** begin RECORD SET **

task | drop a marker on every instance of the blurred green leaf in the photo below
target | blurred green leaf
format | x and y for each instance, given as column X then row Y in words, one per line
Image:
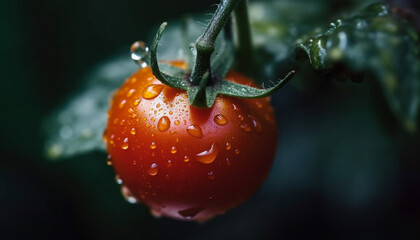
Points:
column 379, row 43
column 78, row 125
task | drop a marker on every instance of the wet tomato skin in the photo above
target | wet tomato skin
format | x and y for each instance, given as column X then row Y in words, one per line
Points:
column 184, row 162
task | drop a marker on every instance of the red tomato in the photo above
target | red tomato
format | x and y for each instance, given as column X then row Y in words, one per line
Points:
column 184, row 162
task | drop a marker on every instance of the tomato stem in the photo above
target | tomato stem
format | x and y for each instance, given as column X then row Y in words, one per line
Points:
column 205, row 44
column 244, row 51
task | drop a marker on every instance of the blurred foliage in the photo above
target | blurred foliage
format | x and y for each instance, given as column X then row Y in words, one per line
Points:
column 343, row 170
column 373, row 41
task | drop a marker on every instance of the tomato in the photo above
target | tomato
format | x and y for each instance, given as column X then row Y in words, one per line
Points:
column 184, row 162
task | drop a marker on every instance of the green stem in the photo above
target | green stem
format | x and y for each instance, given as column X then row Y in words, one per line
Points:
column 244, row 50
column 205, row 44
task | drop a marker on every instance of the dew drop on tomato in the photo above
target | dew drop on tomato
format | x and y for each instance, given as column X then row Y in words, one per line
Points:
column 131, row 92
column 109, row 160
column 152, row 91
column 137, row 102
column 164, row 123
column 195, row 130
column 122, row 103
column 173, row 150
column 118, row 180
column 211, row 175
column 228, row 162
column 245, row 127
column 153, row 169
column 139, row 52
column 128, row 195
column 256, row 123
column 220, row 119
column 133, row 131
column 105, row 137
column 125, row 144
column 208, row 156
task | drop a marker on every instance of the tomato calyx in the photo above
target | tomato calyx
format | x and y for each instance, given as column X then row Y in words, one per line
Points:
column 206, row 78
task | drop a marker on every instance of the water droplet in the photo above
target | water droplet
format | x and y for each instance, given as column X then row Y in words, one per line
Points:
column 122, row 103
column 208, row 156
column 133, row 80
column 256, row 123
column 125, row 144
column 131, row 92
column 128, row 195
column 104, row 137
column 153, row 170
column 228, row 163
column 164, row 123
column 245, row 127
column 220, row 119
column 195, row 131
column 211, row 175
column 139, row 52
column 136, row 102
column 190, row 212
column 118, row 179
column 152, row 91
column 109, row 160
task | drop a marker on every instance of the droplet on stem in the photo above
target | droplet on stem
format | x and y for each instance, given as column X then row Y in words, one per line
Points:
column 139, row 52
column 173, row 150
column 152, row 91
column 128, row 195
column 195, row 130
column 164, row 123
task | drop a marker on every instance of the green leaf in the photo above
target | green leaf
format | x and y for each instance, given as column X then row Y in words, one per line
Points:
column 379, row 43
column 78, row 125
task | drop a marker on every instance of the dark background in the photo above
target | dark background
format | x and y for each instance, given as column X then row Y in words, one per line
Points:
column 340, row 171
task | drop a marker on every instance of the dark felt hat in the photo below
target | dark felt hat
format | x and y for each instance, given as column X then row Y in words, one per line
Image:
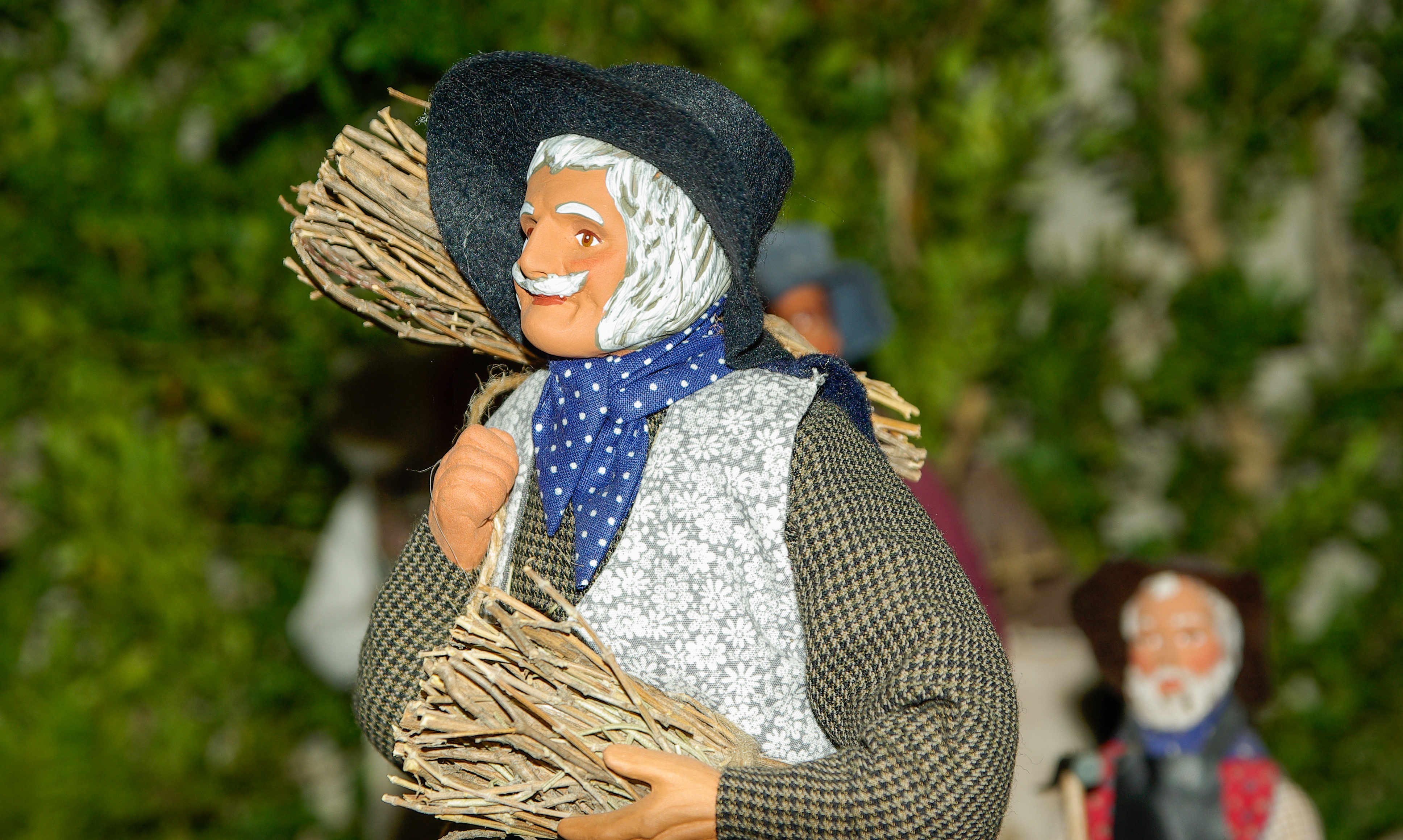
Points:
column 1096, row 608
column 490, row 113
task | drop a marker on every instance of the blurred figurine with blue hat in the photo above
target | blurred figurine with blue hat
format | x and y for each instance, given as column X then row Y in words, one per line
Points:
column 841, row 309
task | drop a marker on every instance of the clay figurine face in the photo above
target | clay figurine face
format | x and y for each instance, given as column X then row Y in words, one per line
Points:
column 1179, row 663
column 1176, row 632
column 573, row 228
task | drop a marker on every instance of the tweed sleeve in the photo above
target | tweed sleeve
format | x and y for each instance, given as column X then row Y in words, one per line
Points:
column 906, row 672
column 415, row 612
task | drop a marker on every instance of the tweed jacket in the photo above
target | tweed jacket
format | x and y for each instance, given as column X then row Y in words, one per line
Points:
column 906, row 674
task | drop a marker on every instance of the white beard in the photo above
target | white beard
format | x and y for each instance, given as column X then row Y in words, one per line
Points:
column 1183, row 710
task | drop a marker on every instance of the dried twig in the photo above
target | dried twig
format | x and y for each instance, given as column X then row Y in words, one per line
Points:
column 513, row 719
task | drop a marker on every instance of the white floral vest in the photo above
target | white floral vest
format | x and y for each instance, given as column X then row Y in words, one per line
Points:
column 699, row 597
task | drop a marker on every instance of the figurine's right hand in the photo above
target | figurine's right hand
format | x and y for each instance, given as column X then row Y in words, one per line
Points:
column 471, row 484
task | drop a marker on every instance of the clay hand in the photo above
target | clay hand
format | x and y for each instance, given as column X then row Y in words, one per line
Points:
column 471, row 484
column 681, row 807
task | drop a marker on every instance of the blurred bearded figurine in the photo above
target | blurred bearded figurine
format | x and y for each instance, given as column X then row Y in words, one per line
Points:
column 1186, row 647
column 841, row 309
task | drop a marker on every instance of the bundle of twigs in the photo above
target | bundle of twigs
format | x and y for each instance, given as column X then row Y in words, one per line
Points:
column 513, row 719
column 368, row 240
column 370, row 243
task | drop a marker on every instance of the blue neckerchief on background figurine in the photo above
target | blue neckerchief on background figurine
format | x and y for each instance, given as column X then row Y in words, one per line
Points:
column 591, row 431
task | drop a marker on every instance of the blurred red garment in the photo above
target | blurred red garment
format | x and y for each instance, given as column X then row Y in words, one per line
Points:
column 945, row 511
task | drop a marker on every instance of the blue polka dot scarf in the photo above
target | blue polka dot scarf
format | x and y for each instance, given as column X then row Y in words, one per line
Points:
column 591, row 432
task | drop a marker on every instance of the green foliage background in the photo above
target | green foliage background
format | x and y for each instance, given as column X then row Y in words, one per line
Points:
column 163, row 382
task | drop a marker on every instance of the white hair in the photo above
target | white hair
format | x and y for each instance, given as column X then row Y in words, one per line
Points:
column 675, row 268
column 1162, row 585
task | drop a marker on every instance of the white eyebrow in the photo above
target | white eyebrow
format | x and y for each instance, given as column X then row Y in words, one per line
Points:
column 579, row 209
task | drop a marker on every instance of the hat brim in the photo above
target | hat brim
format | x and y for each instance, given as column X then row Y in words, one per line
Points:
column 490, row 113
column 1096, row 608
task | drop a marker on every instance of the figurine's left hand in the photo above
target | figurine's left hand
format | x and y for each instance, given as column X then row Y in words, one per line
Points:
column 681, row 807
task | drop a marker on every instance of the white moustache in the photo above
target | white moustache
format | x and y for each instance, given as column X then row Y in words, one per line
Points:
column 552, row 285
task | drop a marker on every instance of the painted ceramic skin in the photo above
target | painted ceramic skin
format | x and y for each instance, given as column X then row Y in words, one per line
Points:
column 571, row 225
column 1176, row 632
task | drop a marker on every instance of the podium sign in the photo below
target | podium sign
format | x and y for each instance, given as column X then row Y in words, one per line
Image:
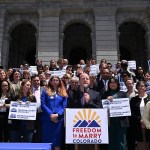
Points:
column 86, row 126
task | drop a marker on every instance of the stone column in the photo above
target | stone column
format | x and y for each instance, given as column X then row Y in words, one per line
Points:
column 5, row 50
column 118, row 47
column 93, row 46
column 37, row 40
column 62, row 36
column 2, row 16
column 147, row 41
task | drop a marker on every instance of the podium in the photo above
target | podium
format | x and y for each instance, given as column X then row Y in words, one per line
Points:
column 86, row 128
column 25, row 146
column 87, row 147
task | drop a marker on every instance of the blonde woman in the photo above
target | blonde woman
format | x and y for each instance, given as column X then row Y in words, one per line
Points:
column 53, row 102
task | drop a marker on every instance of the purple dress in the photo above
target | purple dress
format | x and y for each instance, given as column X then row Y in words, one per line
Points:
column 52, row 132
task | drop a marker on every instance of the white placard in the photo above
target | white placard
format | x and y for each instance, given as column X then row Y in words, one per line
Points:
column 22, row 111
column 86, row 126
column 132, row 64
column 59, row 73
column 118, row 107
column 149, row 65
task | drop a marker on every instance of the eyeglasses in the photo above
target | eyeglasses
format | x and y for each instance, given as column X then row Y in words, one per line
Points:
column 124, row 75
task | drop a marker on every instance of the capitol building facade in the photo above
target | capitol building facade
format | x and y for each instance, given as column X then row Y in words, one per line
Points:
column 74, row 29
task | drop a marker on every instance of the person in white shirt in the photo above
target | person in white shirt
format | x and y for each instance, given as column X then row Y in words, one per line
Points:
column 37, row 93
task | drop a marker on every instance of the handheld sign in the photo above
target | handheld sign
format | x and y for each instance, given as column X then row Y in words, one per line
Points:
column 86, row 126
column 118, row 107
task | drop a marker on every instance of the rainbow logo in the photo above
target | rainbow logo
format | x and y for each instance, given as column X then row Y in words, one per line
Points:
column 86, row 118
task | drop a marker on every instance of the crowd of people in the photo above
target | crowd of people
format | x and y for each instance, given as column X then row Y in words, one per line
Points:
column 76, row 88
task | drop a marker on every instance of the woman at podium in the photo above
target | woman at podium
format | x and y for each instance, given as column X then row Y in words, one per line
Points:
column 53, row 102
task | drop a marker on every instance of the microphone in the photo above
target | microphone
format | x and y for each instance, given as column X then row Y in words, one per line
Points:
column 85, row 88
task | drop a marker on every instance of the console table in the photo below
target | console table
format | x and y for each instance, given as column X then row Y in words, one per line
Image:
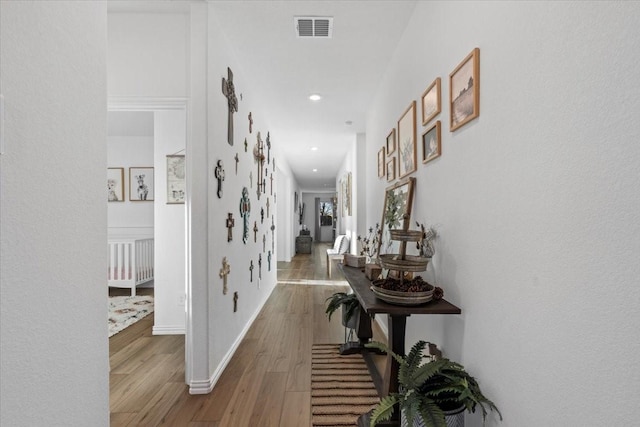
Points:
column 397, row 321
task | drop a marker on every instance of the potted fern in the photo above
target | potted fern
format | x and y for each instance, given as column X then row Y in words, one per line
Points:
column 431, row 390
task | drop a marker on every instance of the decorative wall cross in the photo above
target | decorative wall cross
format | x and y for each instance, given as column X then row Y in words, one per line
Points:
column 230, row 224
column 273, row 227
column 229, row 91
column 224, row 271
column 220, row 177
column 245, row 211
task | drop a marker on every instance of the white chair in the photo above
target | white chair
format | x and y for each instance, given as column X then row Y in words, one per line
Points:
column 340, row 247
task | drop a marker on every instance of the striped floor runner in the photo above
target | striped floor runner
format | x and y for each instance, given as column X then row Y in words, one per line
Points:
column 341, row 387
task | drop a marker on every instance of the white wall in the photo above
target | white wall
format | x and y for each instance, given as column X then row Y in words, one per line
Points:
column 53, row 215
column 536, row 202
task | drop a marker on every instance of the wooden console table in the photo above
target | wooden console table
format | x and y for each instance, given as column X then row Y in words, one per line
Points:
column 397, row 321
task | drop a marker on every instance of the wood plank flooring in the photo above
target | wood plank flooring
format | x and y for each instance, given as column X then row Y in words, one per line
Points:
column 266, row 383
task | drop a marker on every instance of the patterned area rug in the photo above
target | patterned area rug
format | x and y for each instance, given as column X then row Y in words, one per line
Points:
column 125, row 311
column 341, row 387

** end RECORD SET **

WRITTEN PROBLEM =
Reproduce word for word the part of the material that begins with the line containing "sleeve in the photo above" and ends with the line containing "column 415, row 612", including both of those lines.

OUTPUT =
task | drop a marker on every instance of the tweed sleeve in the photo above
target | tweed sleeve
format | x and y for each instance, given as column X then row Y in words, one per line
Points:
column 906, row 672
column 415, row 612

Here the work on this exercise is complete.